TEXT:

This toolkit now supports geometric realization of planar triangulations from the angles computed by Rivin's linear programming method. Given a combinatorial triangulation that passes the Delaunay realizability test, we can construct the actual 2D point positions that realize those angles.

Key Insight: Rivin LP Gives Complete Angle Specification

The Rivin LP solver provides all interior angles of all triangles. These angles, when the LP is feasible, are both necessary and sufficient for geometric realizability. The LP ensures:

  1. Each triangle's angles sum to π (Euclidean constraint)
  2. Boundary vertex angles sum to 2π (flatness)
  3. Dihedral angles (sums across interior edges) satisfy realizability constraints

Angle Scaling

Important: The LP uses scaled units where π = 1 (for numerical stability). To convert to radians for geometric construction:

angles_radians = lp_angles * np.pi

Each triangle's angles in the LP output sum to 1.0 (scaled), which equals π radians.

CHALLENGE 1:
Answer these questions from the triangulation text:
(a) What test must a combinatorial triangulation pass before its 2D point positions can be constructed?
(b) What does the Rivin LP solver provide?
(c) In the scaled units the LP uses, what value does π take?
CHALLENGE 2: Write out the part of the triangulation text that begins at the words that have "This toolkit now" and stops after "π (Euclidean constraint)".
The lines that come after this text are not needed for the work here.

COLLECTED MATERIAL:

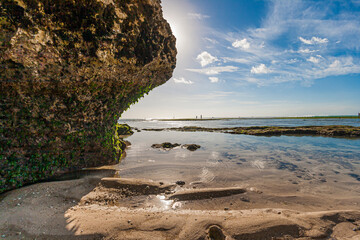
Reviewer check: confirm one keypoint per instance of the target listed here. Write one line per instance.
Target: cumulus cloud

CORRECT RESULT 1:
(a) The Delaunay realizability test.
(b) All interior angles of all triangles.
(c) π = 1.

CORRECT RESULT 2:
This toolkit now supports geometric realization of planar triangulations from the angles computed by Rivin's linear programming method. Given a combinatorial triangulation that passes the Delaunay realizability test, we can construct the actual 2D point positions that realize those angles.

Key Insight: Rivin LP Gives Complete Angle Specification

The Rivin LP solver provides all interior angles of all triangles. These angles, when the LP is feasible, are both necessary and sufficient for geometric realizability. The LP ensures:

  1. Each triangle's angles sum to π (Euclidean constraint)